- **SELECTED PASSAGE**:
***

As legislators begin unpacking Gov. Steve Bullock’s proposed $293 million infrastructure plan that includes cash and bonds, a local Republican lawmaker is sponsoring a public works bill that will raise the state’s fuel tax.
Rep. Frank Garner, R-Kalispell, said he is crafting an infrastructure bill this session based on recommendations from the Montana Infrastructure Coalition and born of his concern for public safety.
Garner is the former police chief in Kalispell, and now represents House District 7.
The bill, called the Bridge and Road Safety Accountability Act, will include a fuel tax increase, with the amount to be determined. Before looking at revenues, Garner said, he wants to seek out efficiencies in current transportation spending and ensure accountability by taking care that every new dollar the bill allocated for transportation is accounted for to legislators.
On Jan. 12, he said the bill was in the drafting stages and that he is working closely with fellow lawmakers and the Montana Infrastructure Coalition, a group that includes contractors, engineers, unions, and local governments.
Members of the coalition are charged with drafting a plan that goes beyond what Bullock has proposed, and have released a report detailing the state’s infrastructure needs. The report shows that deteriorated, congested and unsafe roads and bridges cost Montana drivers $794 million annually in higher vehicle operating costs, crashes and delays.

***

- **STORED RECORDS**:

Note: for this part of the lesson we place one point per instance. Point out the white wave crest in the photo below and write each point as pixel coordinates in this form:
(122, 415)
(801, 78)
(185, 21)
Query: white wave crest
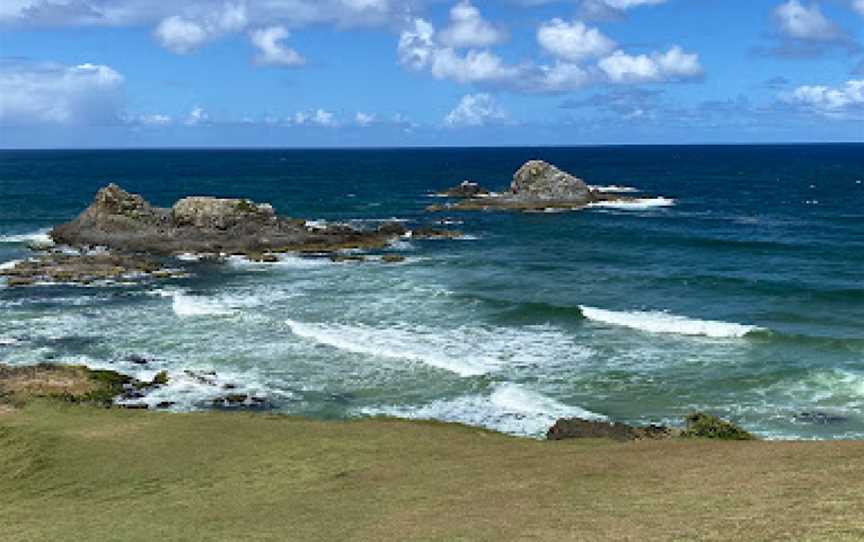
(662, 322)
(510, 408)
(637, 204)
(615, 189)
(466, 351)
(37, 239)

***

- **WORK INSTRUCTIONS**:
1. Revise the infrastructure article starting with "The bill, called" and going on through "for to legislators.", putting "gas tax hike" in place of "fuel tax increase".
2. According to the infrastructure article, how much do deteriorated, congested and unsafe roads and bridges cost Montana drivers each year?
The listing comes from a separate source.

- **WORKED SOLUTIONS**:
1.
The bill, called the Bridge and Road Safety Accountability Act, will include a gas tax hike, with the amount to be determined. Before looking at revenues, Garner said, he wants to seek out efficiencies in current transportation spending and ensure accountability by taking care that every new dollar the bill allocated for transportation is accounted for to legislators.

2. $794 million annually in higher vehicle operating costs, crashes and delays.